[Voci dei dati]
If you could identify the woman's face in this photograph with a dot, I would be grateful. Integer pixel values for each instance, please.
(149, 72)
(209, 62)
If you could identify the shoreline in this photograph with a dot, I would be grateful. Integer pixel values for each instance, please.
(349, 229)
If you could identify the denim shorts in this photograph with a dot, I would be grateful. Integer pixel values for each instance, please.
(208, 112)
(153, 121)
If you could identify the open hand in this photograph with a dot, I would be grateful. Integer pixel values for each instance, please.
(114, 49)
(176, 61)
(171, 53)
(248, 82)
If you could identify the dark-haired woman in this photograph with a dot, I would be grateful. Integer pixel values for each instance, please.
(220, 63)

==

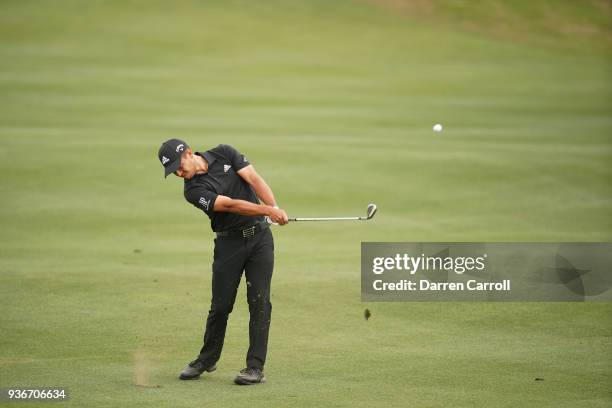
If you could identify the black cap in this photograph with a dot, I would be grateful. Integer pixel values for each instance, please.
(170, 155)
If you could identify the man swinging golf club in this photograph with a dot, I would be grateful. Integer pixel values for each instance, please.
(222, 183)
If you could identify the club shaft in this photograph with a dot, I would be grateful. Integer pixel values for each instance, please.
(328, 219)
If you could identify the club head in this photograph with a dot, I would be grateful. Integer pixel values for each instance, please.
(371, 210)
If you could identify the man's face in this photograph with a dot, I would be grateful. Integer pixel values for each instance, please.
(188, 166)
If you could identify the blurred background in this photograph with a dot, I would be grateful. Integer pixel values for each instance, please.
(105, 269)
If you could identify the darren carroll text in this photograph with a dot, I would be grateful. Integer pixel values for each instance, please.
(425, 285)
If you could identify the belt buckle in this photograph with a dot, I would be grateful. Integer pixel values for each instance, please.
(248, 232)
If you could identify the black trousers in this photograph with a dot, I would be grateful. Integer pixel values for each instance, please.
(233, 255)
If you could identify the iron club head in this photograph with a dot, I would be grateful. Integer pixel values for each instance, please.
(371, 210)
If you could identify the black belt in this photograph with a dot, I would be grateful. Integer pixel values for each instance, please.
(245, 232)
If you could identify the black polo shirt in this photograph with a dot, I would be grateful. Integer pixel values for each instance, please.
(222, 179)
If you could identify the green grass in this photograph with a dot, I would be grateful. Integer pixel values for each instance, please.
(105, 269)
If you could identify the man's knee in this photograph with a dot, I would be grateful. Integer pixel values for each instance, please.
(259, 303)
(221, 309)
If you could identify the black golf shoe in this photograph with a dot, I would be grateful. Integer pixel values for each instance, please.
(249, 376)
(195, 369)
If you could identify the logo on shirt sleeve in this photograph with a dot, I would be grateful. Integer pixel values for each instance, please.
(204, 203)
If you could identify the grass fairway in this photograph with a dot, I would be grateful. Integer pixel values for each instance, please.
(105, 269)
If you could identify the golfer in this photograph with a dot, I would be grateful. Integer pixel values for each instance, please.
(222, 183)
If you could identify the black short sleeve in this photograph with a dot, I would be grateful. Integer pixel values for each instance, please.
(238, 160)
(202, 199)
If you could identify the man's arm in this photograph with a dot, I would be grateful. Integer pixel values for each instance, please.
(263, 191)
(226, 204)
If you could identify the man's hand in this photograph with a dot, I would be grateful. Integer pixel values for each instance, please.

-- Compito da svolgere --
Riproduci senza modifiche la parte dei dati che si apre con la riga contenente "If you could identify the grass" e si chiude con la riga contenente "If you could identify the man's hand", entrambe incluse.

-- Risposta al compito --
If you could identify the grass fairway in this photograph with a dot, I would be grateful. Integer pixel values for each instance, please.
(105, 269)
If you could identify the golfer in this photograph with a dot, I would be grateful. Integer pixel values for each instance, please.
(222, 183)
If you could identify the black short sleeve in this photograph with a dot, I would be grateful. Integer pixel values for each instance, please.
(238, 160)
(202, 199)
If you could identify the man's arm in this photograph with a dot, I would be grateful. Integer pixel values for each instance, please.
(263, 191)
(226, 204)
If you could identify the man's hand in this photograph with a dot, I would be grateful. Integer pixel values for each instance, please.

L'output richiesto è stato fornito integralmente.